━━━ EXTRAIT CHOISI

Florence Bergeaud-Blackler

F. Bergeaud-Blackler : la stratégie de l’islam frériste pour conquérir l’Europe

Florence Bergeaud-Blackler, anthropologue, chargée de recherche CNRS (HDR) au groupe Sociétés, Religions, Laïcités à l’École pratique des hautes études (EPHE) vient de publier un livre passionnant appelé à devenir une référence, Le frérisme et ses réseaux, L’enquête (1).

La Nef – Pourriez-vous nous définir le « frérisme » et nous expliquer son rapport avec l’islamisme ?
Florence Bergeaud-Blackler – J’appelle frérisme une forme d’islam politico-religieux qui s’est développée dans les sociétés démocratiques sécularisées à partir des années 1960. Je le distingue de l’« islamisme » par ses moyens et son objectif. En résumé, le frérisme veut instaurer la société islamique mondiale et mondialisée en contournant le politique et en utilisant l’économie mondialisée, la culture, la soft law et le soft power, alors que les partis islamistes des pays musulmans veulent conquérir le pouvoir politique des États par les urnes ou la révolution.

Pourquoi les Frères musulmans ont-ils choisi l’Europe comme terre d’élection ? Comment la considèrent-ils ?

━━━━━━
━━━ DONNÉES DU CORPUS

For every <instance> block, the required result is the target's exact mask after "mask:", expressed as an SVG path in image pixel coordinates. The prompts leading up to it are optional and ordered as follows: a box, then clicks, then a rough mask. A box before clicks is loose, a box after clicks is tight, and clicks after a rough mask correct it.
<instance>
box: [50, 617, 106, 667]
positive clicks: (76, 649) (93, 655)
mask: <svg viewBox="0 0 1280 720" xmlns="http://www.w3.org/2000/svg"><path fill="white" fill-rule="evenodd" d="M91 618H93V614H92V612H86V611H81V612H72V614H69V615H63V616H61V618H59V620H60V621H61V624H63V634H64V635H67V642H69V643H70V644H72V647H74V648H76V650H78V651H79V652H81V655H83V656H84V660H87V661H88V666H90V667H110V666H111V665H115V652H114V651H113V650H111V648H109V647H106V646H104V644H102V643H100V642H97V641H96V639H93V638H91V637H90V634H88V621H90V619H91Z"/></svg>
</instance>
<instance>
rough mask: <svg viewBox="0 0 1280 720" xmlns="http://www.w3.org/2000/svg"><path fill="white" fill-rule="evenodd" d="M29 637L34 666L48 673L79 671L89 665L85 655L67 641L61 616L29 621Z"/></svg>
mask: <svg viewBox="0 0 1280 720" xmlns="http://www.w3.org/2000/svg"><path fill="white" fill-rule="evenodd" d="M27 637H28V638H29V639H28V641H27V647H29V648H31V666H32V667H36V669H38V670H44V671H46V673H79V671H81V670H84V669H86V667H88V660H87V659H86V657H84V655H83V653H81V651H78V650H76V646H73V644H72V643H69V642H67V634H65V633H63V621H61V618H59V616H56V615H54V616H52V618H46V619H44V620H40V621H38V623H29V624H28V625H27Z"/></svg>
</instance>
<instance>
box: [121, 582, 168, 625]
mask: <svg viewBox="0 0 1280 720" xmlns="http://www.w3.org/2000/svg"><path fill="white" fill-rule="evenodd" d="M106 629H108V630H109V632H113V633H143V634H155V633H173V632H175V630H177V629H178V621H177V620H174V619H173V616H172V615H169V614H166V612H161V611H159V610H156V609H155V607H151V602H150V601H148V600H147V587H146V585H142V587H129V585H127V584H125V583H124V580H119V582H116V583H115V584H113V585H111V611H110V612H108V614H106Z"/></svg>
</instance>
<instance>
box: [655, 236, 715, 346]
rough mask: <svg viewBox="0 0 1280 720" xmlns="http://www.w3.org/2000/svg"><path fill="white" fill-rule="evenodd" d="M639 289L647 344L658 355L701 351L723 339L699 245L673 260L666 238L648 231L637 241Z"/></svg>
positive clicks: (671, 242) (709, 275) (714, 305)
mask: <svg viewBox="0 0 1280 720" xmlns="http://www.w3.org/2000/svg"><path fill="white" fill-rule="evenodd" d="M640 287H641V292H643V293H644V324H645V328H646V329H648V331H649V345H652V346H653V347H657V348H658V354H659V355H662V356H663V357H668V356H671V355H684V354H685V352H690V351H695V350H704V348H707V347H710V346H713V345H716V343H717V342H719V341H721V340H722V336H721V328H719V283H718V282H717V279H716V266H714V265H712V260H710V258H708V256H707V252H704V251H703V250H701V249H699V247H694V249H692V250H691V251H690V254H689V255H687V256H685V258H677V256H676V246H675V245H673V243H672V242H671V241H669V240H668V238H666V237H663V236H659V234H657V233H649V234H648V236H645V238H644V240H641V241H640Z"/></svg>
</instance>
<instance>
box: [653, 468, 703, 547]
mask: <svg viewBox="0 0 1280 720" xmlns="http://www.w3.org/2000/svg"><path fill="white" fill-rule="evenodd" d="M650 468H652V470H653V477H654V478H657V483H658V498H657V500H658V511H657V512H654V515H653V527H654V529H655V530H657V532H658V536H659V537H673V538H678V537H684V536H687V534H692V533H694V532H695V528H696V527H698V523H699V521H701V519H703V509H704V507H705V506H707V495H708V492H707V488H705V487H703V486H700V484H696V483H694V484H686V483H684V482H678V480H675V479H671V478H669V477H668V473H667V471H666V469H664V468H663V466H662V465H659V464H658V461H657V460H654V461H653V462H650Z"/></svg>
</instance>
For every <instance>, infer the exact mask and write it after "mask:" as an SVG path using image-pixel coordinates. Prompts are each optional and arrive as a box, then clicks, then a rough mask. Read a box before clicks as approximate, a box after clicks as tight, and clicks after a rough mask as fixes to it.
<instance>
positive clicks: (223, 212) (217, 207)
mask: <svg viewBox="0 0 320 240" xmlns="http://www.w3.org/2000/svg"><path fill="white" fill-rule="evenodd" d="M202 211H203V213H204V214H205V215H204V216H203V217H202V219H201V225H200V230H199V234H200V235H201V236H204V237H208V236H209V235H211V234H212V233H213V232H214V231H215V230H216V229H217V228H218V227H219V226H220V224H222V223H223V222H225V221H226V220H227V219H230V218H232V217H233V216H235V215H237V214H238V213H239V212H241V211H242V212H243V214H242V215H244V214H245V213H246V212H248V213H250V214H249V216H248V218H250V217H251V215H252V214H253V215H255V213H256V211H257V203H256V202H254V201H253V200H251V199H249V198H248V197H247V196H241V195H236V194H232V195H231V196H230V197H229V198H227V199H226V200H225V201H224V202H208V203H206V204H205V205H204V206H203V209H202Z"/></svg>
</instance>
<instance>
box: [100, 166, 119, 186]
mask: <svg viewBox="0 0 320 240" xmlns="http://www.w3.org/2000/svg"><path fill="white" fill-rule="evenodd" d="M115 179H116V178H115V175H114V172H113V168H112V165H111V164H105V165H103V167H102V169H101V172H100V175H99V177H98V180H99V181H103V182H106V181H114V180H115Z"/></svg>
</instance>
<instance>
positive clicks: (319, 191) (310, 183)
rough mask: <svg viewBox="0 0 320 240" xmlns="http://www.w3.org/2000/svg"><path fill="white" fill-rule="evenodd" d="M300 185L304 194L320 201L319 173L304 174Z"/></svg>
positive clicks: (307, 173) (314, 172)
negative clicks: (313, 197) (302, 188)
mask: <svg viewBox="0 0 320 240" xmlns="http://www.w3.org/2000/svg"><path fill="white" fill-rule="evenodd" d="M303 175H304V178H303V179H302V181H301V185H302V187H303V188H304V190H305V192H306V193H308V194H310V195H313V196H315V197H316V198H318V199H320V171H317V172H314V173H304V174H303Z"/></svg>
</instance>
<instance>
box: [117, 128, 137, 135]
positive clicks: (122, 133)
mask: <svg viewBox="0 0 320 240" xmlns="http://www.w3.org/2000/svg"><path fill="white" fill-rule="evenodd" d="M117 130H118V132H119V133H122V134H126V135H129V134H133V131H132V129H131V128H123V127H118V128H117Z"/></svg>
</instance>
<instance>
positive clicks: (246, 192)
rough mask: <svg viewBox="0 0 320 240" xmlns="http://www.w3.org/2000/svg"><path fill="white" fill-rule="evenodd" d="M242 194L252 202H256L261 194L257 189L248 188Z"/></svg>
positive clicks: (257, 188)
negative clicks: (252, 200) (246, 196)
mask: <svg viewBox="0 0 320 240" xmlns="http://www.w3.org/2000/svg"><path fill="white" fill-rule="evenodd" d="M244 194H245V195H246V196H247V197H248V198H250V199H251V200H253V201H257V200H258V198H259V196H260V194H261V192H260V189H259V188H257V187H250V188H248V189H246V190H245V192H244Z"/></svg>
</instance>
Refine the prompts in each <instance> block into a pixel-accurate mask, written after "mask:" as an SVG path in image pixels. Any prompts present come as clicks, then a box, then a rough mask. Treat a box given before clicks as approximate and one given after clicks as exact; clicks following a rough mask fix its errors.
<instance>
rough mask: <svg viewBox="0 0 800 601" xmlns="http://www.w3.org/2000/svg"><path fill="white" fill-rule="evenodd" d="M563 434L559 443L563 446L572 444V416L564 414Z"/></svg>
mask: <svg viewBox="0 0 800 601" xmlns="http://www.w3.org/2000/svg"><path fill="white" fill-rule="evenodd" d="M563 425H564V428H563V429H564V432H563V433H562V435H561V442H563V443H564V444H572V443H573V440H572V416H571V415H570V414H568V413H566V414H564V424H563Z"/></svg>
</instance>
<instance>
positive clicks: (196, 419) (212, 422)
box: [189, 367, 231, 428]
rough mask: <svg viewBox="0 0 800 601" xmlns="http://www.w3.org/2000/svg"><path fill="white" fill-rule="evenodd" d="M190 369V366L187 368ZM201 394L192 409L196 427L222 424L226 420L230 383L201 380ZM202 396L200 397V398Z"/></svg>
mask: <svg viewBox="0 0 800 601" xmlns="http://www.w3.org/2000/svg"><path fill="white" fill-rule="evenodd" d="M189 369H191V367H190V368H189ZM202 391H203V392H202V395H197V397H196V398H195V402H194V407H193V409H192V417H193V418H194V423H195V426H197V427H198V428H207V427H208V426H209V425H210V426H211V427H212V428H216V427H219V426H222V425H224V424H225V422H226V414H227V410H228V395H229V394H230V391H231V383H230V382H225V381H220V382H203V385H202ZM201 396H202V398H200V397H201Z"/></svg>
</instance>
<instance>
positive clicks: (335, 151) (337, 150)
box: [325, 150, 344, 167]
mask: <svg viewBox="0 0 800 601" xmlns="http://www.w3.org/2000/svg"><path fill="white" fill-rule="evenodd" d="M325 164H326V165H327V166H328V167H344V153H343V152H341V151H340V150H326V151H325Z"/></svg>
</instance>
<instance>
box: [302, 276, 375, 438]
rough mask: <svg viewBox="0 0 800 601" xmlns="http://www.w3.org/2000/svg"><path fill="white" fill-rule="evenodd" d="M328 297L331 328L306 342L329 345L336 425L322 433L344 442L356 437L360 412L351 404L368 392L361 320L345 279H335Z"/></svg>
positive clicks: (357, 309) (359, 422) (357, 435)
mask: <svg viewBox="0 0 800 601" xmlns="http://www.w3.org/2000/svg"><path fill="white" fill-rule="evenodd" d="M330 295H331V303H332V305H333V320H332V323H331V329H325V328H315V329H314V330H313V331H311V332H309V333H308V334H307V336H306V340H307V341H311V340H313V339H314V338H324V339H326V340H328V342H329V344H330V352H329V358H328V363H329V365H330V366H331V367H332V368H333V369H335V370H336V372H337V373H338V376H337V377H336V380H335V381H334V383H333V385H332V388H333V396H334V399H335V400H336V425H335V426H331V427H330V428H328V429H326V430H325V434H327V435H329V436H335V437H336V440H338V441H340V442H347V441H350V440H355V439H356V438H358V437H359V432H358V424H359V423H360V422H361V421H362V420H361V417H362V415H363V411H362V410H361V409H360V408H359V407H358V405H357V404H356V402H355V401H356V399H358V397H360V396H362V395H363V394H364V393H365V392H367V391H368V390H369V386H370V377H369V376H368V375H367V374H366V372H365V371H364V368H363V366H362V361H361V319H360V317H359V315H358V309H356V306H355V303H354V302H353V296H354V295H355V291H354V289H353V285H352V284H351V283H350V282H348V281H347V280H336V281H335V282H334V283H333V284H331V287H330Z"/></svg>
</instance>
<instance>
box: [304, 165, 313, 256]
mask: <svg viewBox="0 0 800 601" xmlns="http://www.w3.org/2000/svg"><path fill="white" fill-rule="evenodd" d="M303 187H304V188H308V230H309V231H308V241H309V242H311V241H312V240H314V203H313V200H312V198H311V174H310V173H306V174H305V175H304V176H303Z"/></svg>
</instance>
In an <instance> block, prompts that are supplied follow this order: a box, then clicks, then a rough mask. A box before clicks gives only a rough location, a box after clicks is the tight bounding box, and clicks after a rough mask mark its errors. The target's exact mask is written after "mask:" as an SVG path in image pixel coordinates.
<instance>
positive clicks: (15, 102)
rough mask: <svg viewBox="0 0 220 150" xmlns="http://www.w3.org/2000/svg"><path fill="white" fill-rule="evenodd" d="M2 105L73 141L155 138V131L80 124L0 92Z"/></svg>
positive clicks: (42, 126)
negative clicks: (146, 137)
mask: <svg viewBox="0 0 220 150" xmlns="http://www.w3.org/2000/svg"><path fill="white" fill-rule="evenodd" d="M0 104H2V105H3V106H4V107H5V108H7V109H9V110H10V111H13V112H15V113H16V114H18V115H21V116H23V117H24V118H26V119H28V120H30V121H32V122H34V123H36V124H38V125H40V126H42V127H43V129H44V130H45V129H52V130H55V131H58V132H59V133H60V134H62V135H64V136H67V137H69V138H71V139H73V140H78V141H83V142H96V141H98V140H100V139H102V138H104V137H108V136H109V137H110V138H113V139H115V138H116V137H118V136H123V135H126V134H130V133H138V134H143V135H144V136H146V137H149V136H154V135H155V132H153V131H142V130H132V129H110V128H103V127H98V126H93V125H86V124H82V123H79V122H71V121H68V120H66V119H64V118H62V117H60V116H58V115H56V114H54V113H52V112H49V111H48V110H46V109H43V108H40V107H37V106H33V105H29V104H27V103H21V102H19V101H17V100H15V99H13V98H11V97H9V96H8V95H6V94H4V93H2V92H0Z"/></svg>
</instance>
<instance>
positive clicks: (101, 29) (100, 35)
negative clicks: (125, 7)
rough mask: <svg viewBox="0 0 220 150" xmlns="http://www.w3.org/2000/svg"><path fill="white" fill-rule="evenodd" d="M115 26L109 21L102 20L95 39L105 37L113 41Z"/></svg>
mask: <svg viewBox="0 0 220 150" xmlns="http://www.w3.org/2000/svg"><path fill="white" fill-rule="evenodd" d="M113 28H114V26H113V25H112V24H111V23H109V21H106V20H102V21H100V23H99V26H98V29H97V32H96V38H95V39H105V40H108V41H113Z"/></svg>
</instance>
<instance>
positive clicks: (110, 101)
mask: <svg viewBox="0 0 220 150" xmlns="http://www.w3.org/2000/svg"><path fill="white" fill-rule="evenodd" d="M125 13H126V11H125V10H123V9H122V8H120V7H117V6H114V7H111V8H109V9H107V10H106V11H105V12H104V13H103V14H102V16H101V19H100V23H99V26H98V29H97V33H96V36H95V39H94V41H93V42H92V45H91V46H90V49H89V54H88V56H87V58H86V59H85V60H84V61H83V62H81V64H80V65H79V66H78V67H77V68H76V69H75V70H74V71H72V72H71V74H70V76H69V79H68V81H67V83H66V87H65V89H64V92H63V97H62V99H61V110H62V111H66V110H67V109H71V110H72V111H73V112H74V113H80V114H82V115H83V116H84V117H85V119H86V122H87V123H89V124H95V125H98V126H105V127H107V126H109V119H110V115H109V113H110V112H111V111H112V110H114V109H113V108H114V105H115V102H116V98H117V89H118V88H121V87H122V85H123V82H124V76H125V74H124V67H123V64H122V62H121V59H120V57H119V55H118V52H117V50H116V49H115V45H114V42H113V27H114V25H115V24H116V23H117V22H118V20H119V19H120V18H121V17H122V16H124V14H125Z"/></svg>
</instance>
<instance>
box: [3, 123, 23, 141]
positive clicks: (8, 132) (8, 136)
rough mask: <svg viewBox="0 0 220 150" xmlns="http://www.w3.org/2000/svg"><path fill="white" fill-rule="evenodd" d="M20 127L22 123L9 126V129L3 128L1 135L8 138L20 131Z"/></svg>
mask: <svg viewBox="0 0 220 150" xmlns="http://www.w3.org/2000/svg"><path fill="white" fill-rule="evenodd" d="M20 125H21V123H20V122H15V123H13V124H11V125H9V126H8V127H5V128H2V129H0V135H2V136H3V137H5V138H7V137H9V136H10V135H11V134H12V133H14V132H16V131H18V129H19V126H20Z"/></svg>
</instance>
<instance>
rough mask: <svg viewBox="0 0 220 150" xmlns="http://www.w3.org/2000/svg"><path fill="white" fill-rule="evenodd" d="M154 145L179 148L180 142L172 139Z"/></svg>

━━━━━━

## CONSIGNE 1
Indiquez si chacune des affirmations suivantes concorde avec l'entretien sur le frérisme, en répondant oui ou non et en citant les mots décisifs de l'entretien : (a) le frérisme s'est développé dans les sociétés démocratiques sécularisées à partir des années 1960 ; (b) le frérisme cherche à conquérir le pouvoir politique des États par les urnes ; (c) Florence Bergeaud-Blackler est chargée de recherche au CNRS.
## CONSIGNE 2
Recopiez le passage de l'entretien sur le frérisme qui va de « La Nef – Pourriez-vous » jusqu'à « la considèrent-ils ? ».
## CONSIGNE 3
Rédigez la suite de l'entretien sur le frérisme à partir de l'endroit où il s'arrête, s'il vous plaît.
Les données n'ont aucun rôle ici.

## RÉPONSE ATTENDUE 1
(a) Oui : « qui s’est développée dans les sociétés démocratiques sécularisées à partir des années 1960 ».
(b) Non : « en contournant le politique ».
(c) Oui : « chargée de recherche CNRS (HDR) ».

## RÉPONSE ATTENDUE 2
La Nef – Pourriez-vous nous définir le « frérisme » et nous expliquer son rapport avec l’islamisme ?
Florence Bergeaud-Blackler – J’appelle frérisme une forme d’islam politico-religieux qui s’est développée dans les sociétés démocratiques sécularisées à partir des années 1960. Je le distingue de l’« islamisme » par ses moyens et son objectif. En résumé, le frérisme veut instaurer la société islamique mondiale et mondialisée en contournant le politique et en utilisant l’économie mondialisée, la culture, la soft law et le soft power, alors que les partis islamistes des pays musulmans veulent conquérir le pouvoir politique des États par les urnes ou la révolution.

Pourquoi les Frères musulmans ont-ils choisi l’Europe comme terre d’élection ? Comment la considèrent-ils ?

## RÉPONSE ATTENDUE 3
L’Union européenne est forte économiquement et culturellement, elle est faible politiquement, le frérisme est donc adapté à son milieu. Remontons un peu le temps.
Les Frères sont des théocrates plus que des théologiens, ils sont pragmatiques et opportunistes. Quand ils se sont implantés en Europe – mais également aux États-Unis ou en Australie et Nouvelle-Zélande –, à partir des années 1960, ils possédaient le statut provisoire d’« étudiant » ou de « réfugié », et n’étaient pas destinés à vivre sur les terres de mécréance (dar el kufr), considérées comme territoires de guerre (dar el harb). Ils préparaient leur retour dans les pays d’origine du Moyen-Orient, du Maghreb ou du continent indien. Le temps passant, nombre d’entre eux ont réalisé qu’ils jouissaient d’une grande liberté d’expression et de croyance alors qu’ils risquaient la prison ou la mort là d’où ils venaient. Plutôt que de faire la hijra comme l’islam le recommande et revenir vivre en pays musulmans, ils se sont trouvé une nouvelle mission qui les mettait en conformité avec les textes : faire de leur lieu de vie une terre d’islam.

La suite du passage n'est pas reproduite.